## WHAT IS NEEDED:
Print out all of the records exactly; no picture belongs in the result.

MATERIAL FOR THE TASK below:

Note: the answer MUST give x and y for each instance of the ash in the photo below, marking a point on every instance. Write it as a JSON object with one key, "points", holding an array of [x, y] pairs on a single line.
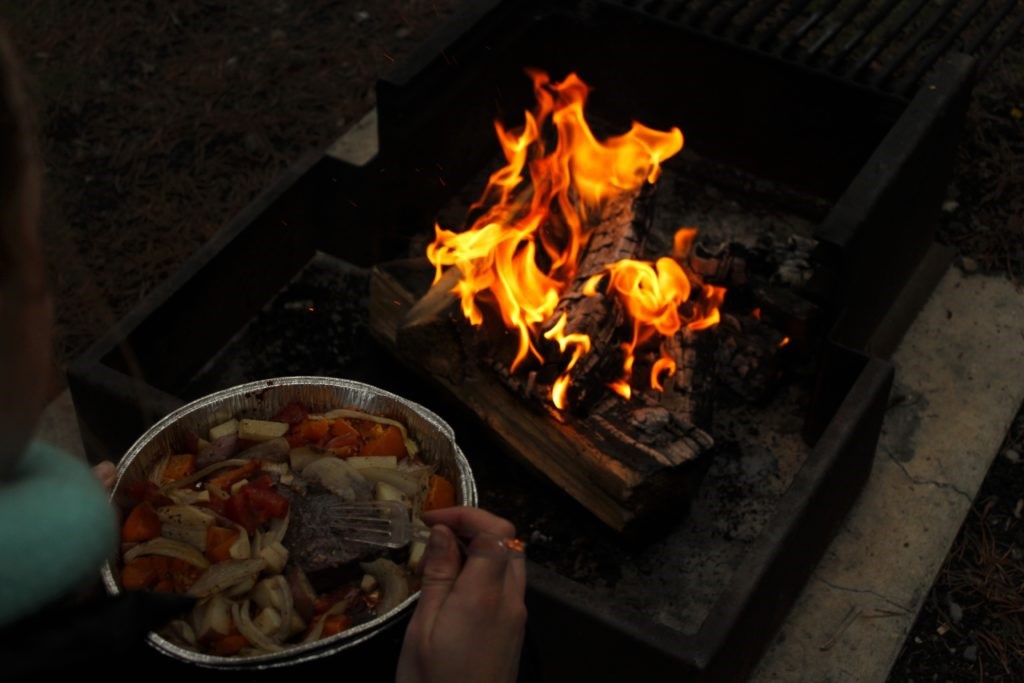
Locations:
{"points": [[677, 579]]}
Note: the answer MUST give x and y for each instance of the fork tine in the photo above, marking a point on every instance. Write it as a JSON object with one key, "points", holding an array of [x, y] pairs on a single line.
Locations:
{"points": [[373, 522]]}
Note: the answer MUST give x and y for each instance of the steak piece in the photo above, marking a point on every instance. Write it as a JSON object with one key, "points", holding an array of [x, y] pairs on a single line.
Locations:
{"points": [[313, 546]]}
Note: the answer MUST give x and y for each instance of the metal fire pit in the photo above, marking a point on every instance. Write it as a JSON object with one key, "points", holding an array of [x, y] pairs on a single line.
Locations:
{"points": [[877, 161]]}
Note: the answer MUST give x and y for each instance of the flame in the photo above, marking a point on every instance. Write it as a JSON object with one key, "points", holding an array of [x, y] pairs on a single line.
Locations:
{"points": [[536, 218], [657, 300], [581, 344]]}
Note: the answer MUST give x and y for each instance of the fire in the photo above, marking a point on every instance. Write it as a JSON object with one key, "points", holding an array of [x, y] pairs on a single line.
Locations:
{"points": [[538, 213]]}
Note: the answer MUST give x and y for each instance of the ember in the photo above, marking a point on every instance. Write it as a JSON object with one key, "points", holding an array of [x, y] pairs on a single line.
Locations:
{"points": [[524, 254]]}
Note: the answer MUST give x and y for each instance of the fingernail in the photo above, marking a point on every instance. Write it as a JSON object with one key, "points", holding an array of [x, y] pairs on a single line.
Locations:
{"points": [[439, 542]]}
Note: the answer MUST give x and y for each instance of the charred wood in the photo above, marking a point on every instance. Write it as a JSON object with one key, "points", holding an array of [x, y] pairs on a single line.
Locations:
{"points": [[624, 225]]}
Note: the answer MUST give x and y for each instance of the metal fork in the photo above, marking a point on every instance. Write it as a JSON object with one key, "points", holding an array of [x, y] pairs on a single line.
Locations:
{"points": [[384, 523], [387, 523]]}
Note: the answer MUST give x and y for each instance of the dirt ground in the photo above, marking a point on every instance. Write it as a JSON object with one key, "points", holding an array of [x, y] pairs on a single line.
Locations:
{"points": [[160, 121]]}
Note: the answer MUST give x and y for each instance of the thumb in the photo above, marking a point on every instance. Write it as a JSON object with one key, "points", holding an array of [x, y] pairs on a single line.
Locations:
{"points": [[441, 564]]}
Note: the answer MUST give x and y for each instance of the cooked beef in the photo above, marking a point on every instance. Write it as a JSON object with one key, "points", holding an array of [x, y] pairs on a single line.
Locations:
{"points": [[310, 542]]}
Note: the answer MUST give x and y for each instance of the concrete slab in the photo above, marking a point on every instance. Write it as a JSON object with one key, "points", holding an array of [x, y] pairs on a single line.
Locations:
{"points": [[960, 381]]}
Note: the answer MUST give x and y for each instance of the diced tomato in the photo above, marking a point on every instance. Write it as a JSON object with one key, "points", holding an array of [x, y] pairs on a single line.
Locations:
{"points": [[218, 543], [178, 467], [255, 505], [266, 503], [308, 431], [328, 600], [141, 524], [336, 624], [390, 442], [293, 414], [215, 503], [225, 479], [146, 492], [263, 481]]}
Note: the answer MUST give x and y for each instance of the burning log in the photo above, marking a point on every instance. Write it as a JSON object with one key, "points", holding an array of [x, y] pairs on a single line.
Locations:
{"points": [[435, 321], [631, 464], [749, 356], [624, 226], [689, 390]]}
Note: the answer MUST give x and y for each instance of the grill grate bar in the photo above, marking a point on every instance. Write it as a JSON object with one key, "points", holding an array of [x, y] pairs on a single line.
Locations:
{"points": [[755, 18], [1000, 43], [924, 65], [726, 15], [990, 28], [912, 44], [889, 45], [836, 28], [811, 22], [772, 33], [883, 42], [698, 12]]}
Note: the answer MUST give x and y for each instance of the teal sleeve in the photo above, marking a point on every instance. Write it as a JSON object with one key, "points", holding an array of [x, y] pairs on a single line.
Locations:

End of MATERIAL FOR THE TASK.

## RESPONSE FOR THIS EXERCISE:
Note: the answer MUST give x and y for each instance of the ash in the photo below, marking a point on every instance. Write it as a JSON object with one key, "points", holding an array of [x, y] pairs on a single line.
Locations:
{"points": [[677, 579]]}
Note: the answer MUST give x and y for each instance of the fork tine in the photo above, marking a point on every instance. Write it as a JSON object with one key, "points", holding an array of [x, y] pairs on a single line.
Locations:
{"points": [[373, 522]]}
Note: the answer MUST give x and y for each instance of the steak piece in the photo above, marking a point on every instance. Write it as a JSON object with one key, "points", holding an array of [x, y] pairs on a single line.
Locations:
{"points": [[313, 546]]}
Note: the answer MUST give x and y for each instance of the metal fire pit in the photo above, marking a point on every instance. Write it as a JSON object with one key, "points", holding an array of [x, y] pairs on a single line.
Locations:
{"points": [[877, 161]]}
Note: the answer MUST give x and y for each instance of the flame in the photo above, marking a point on every instance. Write it as a JSON object with one key, "points", holding an array of [x, y] pairs on a single line.
Locations:
{"points": [[536, 218], [657, 300], [581, 344]]}
Note: the answer MUST give x and y for each instance of the fire in the photo above, marking a point on every instance. Write it as a JSON object with one key, "points", holding an array of [x, y] pairs on a single line.
Locations:
{"points": [[538, 213]]}
Note: the answer MUST give x and y for each instance of the ember in the photo above, marking a point on every instance. Write it as a JSON object with one key, "points", holding an array of [x, y] pairs on a single line.
Locations:
{"points": [[524, 254]]}
Note: the answer MUST give x and y for each instance of the fingernail in the photo above, marking a point on every instance. Write it as a JSON object with one key, "points", holding an array of [x, y] pairs on a single line.
Locations:
{"points": [[439, 542]]}
Note: the answer MUST give x and y for each instance of the charred wood in the photo above, marking a point on every instance. Write it as a JSON object with one key, "points", holding an array of [x, y] pairs on a single line.
Locations:
{"points": [[624, 225]]}
Note: the answer MUST give x and y for each instance of the metal fork in the photo above, marking a point on every instance. Write it as a JSON object with one key, "points", holding an array of [x, y] pairs on a single line.
Locations:
{"points": [[384, 523], [387, 523]]}
Note: the answer MUST give x and y for each instance of the dirt ground in the photo above, marking a point on every instance. Write it as a JSON object with one key, "points", holding an array of [x, y] pairs on a single line.
Locations:
{"points": [[160, 121]]}
Note: the answer MUST give x and y for each instance of the thumb in the photo above, marking a point on every instance. Write it as a JSON object with one key, "points", holding an array of [x, y] pairs on a single line.
Locations:
{"points": [[441, 564]]}
Note: the answer MUST give x and y for each instance of the cooked beef in the photo above, marking a point on every instance. Write it as a JSON object with one key, "points", holding an array of [x, y] pairs on a single line.
Locations:
{"points": [[310, 542]]}
Note: the answer MUST give x and y for each instance of the concrete slab in the photo above, marking a point on every instance. Write it as a JSON object with one key, "points", holding an array of [x, y] pairs on a single line.
Locations:
{"points": [[960, 381]]}
Note: the answer MUST give x and y for each instance of the diced tomato in the photo above, marking a point on every instance. Write it as a JSON object with one key, "points", holding an array of [x, y] pairs on a single line.
Locations:
{"points": [[218, 543], [178, 467], [255, 505], [266, 503], [308, 431], [328, 600], [141, 524], [336, 624], [390, 442], [293, 414], [215, 503], [225, 479], [146, 492], [263, 481]]}
Note: the answer MUST give x and y for each instance of the burning log in the photo above, marking a point on every instance. Write it as a JSON object with one key, "points", holding an array of [x, y] pairs on a single line.
Locations:
{"points": [[435, 321], [631, 464], [749, 356], [624, 226], [689, 390]]}
Note: the answer MUST give x and y for each instance of the grill grate bar in the photo above, marking a point on every instance. Write it as a JSON object with one key, "points", holding an array of [x, y] pairs on a single line.
Locations:
{"points": [[755, 18], [1000, 43], [924, 65], [726, 15], [990, 28], [912, 44], [889, 45], [836, 28], [811, 22], [772, 33], [883, 42], [698, 12]]}
Note: the answer MUST give x and y for each instance of the teal sleeve in the photo above, marking a point on every instance. Write it as a JSON object with one key, "points", holding an array of [x, y] pairs on a single line.
Locations:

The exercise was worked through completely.